PROBLEM DESCRIPTION ▸ Please rewrite the stretch from the row containing "of the paved" through the last row, changing "innermost" to "most central" and leaving everything else unchanged. Return only those rows.

PROVIDED DATA ▸
— begin —

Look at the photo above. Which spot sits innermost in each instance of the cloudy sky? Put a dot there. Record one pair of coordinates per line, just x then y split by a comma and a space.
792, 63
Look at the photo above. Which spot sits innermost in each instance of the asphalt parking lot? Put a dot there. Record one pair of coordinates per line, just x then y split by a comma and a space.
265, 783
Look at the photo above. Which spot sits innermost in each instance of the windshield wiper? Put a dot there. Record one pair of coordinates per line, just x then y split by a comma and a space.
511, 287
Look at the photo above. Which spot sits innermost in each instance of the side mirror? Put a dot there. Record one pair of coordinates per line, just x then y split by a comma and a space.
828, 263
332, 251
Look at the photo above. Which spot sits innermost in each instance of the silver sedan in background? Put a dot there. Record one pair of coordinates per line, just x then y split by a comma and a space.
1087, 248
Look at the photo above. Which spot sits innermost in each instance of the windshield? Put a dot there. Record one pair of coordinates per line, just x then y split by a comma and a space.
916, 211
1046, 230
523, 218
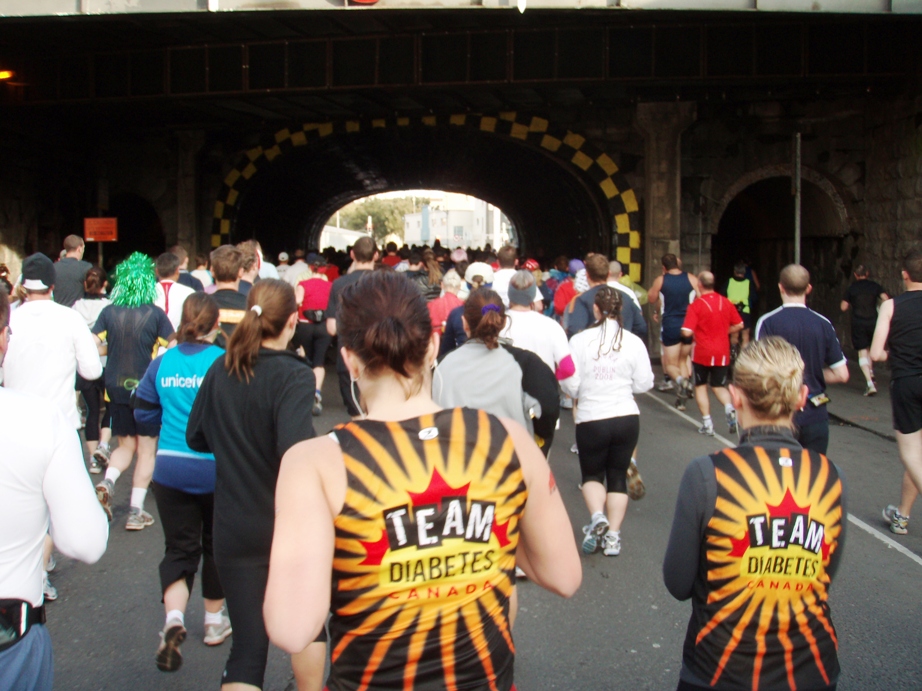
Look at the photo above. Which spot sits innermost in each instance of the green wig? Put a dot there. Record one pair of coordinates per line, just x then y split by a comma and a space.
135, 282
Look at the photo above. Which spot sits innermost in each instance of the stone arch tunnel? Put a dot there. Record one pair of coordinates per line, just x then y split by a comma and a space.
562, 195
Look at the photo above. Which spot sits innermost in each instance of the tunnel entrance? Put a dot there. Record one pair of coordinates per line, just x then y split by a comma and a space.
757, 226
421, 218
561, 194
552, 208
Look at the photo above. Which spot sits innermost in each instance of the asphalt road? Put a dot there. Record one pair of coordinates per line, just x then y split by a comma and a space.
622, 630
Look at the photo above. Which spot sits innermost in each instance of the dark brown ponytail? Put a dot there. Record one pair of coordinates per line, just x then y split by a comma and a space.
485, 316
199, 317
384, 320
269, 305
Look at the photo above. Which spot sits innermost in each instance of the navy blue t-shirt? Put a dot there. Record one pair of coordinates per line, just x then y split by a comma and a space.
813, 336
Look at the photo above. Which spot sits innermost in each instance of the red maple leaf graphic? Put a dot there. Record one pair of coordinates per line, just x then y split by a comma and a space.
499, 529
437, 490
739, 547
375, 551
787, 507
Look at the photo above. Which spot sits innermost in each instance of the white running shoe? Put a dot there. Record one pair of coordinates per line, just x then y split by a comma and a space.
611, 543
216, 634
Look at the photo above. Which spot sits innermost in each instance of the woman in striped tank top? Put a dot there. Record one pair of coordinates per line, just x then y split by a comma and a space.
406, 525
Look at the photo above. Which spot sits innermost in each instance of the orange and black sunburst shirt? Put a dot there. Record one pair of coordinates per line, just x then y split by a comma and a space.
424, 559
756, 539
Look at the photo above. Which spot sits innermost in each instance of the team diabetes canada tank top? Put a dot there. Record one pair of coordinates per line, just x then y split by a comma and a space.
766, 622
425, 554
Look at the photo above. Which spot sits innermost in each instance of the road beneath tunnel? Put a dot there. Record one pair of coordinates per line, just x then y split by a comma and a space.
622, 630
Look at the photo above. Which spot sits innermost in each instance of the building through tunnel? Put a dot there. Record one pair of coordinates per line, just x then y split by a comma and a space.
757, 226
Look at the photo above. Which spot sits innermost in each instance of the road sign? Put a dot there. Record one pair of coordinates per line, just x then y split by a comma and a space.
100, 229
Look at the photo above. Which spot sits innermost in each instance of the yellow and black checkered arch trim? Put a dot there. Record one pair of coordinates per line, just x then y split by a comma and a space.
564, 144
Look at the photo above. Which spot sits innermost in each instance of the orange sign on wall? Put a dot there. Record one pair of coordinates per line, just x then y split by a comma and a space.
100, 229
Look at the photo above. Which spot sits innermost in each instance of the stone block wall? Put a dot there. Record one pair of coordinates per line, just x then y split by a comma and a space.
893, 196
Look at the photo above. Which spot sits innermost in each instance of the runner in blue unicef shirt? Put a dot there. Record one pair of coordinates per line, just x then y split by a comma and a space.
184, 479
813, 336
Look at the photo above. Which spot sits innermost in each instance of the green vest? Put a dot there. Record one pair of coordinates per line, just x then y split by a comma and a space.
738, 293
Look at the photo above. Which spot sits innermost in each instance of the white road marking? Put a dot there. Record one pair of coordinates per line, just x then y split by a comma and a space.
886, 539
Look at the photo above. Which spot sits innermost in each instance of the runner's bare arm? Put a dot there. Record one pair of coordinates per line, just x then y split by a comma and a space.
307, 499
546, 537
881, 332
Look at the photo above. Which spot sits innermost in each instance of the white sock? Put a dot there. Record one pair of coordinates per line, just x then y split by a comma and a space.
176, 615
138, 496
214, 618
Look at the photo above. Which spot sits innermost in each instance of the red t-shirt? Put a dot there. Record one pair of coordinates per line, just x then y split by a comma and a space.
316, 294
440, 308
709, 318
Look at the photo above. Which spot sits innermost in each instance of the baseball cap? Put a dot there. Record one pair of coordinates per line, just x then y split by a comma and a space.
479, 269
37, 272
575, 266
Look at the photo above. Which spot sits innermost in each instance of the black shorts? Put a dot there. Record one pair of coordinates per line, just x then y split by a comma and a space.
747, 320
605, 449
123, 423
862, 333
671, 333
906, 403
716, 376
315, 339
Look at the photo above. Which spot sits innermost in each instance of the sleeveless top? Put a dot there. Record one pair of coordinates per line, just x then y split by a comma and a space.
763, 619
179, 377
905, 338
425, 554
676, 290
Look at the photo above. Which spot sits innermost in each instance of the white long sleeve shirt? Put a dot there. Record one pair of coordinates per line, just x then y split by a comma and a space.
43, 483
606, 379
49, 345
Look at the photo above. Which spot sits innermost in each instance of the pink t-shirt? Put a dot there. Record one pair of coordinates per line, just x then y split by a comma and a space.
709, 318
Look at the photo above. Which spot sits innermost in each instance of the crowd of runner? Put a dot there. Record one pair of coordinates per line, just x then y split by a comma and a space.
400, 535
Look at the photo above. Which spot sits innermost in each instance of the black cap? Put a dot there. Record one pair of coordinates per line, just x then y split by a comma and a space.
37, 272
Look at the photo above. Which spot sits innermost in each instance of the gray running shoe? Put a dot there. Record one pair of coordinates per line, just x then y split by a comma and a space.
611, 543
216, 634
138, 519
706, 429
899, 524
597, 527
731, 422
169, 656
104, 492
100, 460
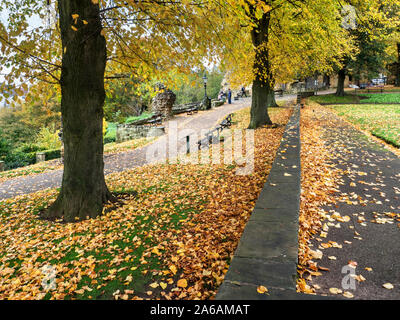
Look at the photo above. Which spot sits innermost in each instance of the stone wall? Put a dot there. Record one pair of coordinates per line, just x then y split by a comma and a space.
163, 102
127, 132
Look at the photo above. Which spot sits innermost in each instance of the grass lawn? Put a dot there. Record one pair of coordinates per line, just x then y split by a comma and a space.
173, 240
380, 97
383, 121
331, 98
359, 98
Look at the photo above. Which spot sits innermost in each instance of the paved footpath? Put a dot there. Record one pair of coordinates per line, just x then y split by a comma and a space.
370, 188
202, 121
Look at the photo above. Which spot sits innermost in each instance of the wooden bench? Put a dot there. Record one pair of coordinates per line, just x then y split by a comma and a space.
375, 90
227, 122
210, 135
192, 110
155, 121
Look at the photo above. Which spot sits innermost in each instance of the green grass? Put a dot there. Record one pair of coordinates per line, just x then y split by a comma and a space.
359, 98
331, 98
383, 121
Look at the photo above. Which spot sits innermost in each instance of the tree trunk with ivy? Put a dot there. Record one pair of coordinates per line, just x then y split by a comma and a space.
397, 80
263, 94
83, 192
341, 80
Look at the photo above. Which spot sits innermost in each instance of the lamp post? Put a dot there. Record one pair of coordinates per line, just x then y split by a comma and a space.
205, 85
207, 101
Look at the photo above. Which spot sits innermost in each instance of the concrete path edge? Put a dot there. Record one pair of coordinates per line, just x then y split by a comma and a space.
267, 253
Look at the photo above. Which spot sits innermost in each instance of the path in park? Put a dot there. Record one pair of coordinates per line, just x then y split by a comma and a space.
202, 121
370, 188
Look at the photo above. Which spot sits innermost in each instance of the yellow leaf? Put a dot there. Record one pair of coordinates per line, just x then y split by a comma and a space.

— end —

REPLY ▸
Look at the photo above. Which spot sits most central in each instance of the paved footpath? Put a dot there. Record one pair of coordinates per line, just x then y split by a comma and a space.
370, 188
202, 121
Look at the photo above. Which spot sits most central in each instance of the wooden bench? Put a dot there. Record one pair of coordinates per line, just x then y split by a comma and a space.
375, 90
227, 122
210, 135
192, 110
155, 121
Look at the photo above. Which spot sits most central in each instance of the green grass? Put a dot there. Record one pair of coordinates per line, just x then y split by a comma and a space.
359, 98
331, 98
383, 121
Look at the photo above. Which spot sits most central in each instance of the tree trunk with ivy? Put a dot there. Record one pair of coordinates per line, just x then y split by a comma and a space.
397, 80
263, 94
83, 192
341, 80
Look at the photo above. Which spot sits most central in each instance of the lamp post? Put a dot there. Record one pair of coordinates per line, just x then y split by a comma and a space.
205, 85
207, 101
Look at the photo above. Which spot sits most central in each instance of the concrete path edge? Put a dot there. Record one pair of coordinates per line, just x then y split by a comma and a space.
267, 253
Look at the photo above. Which spot sits most central in each instance of the path in park? Put a dot there. Record one pair of coordinates per line, just x then y split by a comma and a space.
202, 121
370, 188
Look at the photo above. Which spot sits most central in each instance of the yellow leaf? Put a dot there. Record one pair of coordinates per line, just x then y split by a comma and a space.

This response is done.